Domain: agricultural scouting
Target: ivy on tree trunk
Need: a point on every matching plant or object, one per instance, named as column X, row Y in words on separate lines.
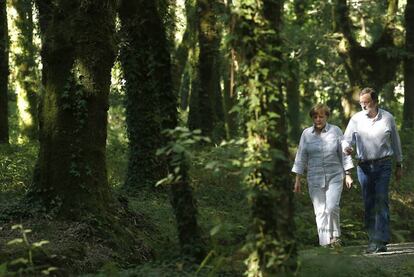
column 4, row 74
column 408, row 113
column 26, row 69
column 270, row 241
column 366, row 66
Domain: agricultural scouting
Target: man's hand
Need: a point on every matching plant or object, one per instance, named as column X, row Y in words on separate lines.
column 348, row 150
column 398, row 174
column 348, row 181
column 297, row 187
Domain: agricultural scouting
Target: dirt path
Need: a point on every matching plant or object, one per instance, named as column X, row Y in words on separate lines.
column 351, row 261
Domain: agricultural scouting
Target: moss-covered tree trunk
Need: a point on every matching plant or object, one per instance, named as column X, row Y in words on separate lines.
column 366, row 66
column 208, row 106
column 181, row 65
column 4, row 74
column 293, row 79
column 26, row 69
column 78, row 52
column 143, row 72
column 408, row 114
column 270, row 242
column 229, row 76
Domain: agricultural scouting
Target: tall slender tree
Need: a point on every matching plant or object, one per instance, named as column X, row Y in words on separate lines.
column 367, row 65
column 146, row 59
column 78, row 52
column 408, row 114
column 144, row 84
column 270, row 240
column 182, row 73
column 26, row 69
column 207, row 100
column 4, row 74
column 229, row 74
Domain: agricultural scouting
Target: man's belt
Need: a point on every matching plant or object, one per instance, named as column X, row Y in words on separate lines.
column 374, row 161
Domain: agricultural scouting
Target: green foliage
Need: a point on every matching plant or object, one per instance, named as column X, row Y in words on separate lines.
column 177, row 151
column 25, row 264
column 16, row 166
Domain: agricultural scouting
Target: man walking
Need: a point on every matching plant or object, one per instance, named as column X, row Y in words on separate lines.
column 374, row 133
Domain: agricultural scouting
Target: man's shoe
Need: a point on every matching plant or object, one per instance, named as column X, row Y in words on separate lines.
column 372, row 247
column 337, row 243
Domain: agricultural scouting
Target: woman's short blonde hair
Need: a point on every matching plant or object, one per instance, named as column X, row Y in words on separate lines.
column 318, row 108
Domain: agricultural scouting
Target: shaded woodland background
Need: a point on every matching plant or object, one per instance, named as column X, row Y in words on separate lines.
column 155, row 138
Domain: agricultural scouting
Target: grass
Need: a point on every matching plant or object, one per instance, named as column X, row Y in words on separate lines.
column 224, row 217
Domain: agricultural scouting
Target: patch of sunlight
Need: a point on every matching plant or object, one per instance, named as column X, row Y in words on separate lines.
column 25, row 118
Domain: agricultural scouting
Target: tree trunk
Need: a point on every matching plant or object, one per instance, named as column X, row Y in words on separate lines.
column 78, row 53
column 209, row 104
column 4, row 74
column 143, row 63
column 229, row 78
column 181, row 63
column 293, row 80
column 146, row 60
column 408, row 114
column 26, row 70
column 366, row 66
column 271, row 245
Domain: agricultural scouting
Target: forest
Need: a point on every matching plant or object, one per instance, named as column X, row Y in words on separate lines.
column 157, row 138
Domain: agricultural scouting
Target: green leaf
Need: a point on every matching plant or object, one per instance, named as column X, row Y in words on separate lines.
column 19, row 261
column 15, row 241
column 40, row 243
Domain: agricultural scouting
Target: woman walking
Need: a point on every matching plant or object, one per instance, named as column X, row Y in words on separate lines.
column 320, row 154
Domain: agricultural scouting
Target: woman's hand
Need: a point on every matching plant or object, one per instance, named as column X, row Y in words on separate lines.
column 297, row 187
column 348, row 181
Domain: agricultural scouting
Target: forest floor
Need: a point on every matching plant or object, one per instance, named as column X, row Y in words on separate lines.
column 350, row 261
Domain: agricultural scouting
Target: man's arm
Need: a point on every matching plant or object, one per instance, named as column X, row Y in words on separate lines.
column 396, row 148
column 348, row 139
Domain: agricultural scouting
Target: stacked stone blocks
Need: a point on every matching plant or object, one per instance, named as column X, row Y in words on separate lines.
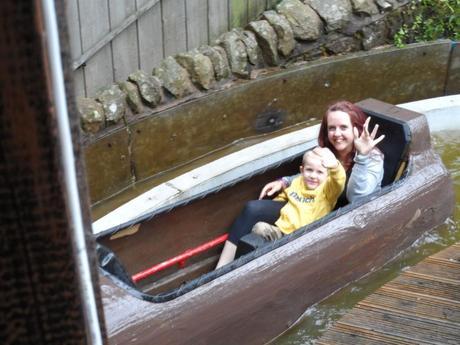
column 296, row 31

### Exercise goal
The answer is a number only: how many lines of the data above include "green"?

### Task answer
2